Point-per-instance localization data:
=====

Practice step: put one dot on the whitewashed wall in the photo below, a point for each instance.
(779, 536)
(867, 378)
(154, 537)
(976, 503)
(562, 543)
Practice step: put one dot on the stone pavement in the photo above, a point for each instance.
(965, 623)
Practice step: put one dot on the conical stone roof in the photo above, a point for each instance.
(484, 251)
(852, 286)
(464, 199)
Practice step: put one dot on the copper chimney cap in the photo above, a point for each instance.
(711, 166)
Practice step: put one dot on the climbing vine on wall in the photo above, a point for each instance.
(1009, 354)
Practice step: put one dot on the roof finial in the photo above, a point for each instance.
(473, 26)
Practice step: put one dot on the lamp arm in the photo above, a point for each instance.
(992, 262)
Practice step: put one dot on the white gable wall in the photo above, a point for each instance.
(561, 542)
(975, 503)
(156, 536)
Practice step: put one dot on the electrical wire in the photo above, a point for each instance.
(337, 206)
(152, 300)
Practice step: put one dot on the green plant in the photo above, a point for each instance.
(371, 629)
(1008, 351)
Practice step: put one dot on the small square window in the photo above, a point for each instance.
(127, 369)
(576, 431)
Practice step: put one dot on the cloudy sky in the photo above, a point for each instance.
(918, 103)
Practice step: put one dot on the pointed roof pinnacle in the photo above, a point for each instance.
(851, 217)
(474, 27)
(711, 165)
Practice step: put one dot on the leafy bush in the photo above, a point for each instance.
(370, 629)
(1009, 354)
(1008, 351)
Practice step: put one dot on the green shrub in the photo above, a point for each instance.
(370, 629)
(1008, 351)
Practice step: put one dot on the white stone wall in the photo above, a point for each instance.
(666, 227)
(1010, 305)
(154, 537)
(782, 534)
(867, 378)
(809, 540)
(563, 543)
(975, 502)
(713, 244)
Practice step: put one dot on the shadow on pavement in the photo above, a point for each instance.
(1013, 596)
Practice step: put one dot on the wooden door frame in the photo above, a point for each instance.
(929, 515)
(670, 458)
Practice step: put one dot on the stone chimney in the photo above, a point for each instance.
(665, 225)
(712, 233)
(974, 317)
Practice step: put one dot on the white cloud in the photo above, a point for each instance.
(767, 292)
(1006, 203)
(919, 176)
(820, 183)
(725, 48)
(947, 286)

=====

#### Activity:
Print the data above exactly.

#### Result of the task:
Practice step: put one dot on the whitewashed wall in the photo below, a point for each instance.
(779, 536)
(867, 378)
(154, 537)
(976, 503)
(562, 543)
Practice step: put one dot on the stone pavement in the photo above, a point for each instance.
(965, 623)
Practice step: put one dot on the conical stone roof in the photo above, a point for each instance.
(484, 251)
(852, 286)
(464, 199)
Practice step: put one dot on the copper chimney cap in the photo above, a point for each instance.
(711, 166)
Practice step: put one dot on the climbing vine on wall in the photo above, a point for each instance.
(1009, 354)
Practice step: put one dot on the roof finial in the photo above, a point for each instance.
(473, 26)
Practice step: put one dot on the lamp arm in the photo above, a point for each instance.
(992, 262)
Practice step: put one dot on the white gable wall in the photo above, a point for each instance.
(561, 542)
(975, 503)
(156, 536)
Practice step: put one dot on the electrical wire in the photo above, a point for each instance.
(337, 206)
(152, 300)
Practice step: put one dot on the green plant in the photo above, a point for each instance.
(371, 629)
(1008, 351)
Practice step: put one dot on the small square window in the photo above, a point for each instance.
(127, 369)
(576, 431)
Practice step: put one dot on the cloudy sky in the photo above, a point for each instance.
(918, 103)
Practice step: put one dot on the pointed roof pinnacle in the photo above, a point for each instance.
(851, 217)
(474, 27)
(711, 165)
Practice step: put one dot on the leafy bush in the photo above, a point for each instance.
(370, 629)
(1009, 354)
(1008, 351)
Practice step: put one dot on the green shrub in the photo above, a point for each instance.
(370, 629)
(1008, 351)
Practice step: put one dot on the white stone wall in the photo above, a point for each instance.
(666, 227)
(1010, 305)
(154, 537)
(782, 534)
(867, 378)
(809, 540)
(563, 543)
(975, 502)
(713, 244)
Practice step: put one dot on the shadow on pavement in the photo above, a point for each instance.
(1013, 596)
Practice step: put one dot on the wooden door frame in the photo above, a point for each instance.
(929, 515)
(670, 458)
Practice step: put one dot on the stone chimney in the photo above, a point for each instance.
(665, 225)
(712, 233)
(974, 317)
Practice step: put one dot on the white cloud in the photo above, a point for each instance.
(767, 292)
(1006, 203)
(919, 176)
(820, 183)
(725, 48)
(947, 286)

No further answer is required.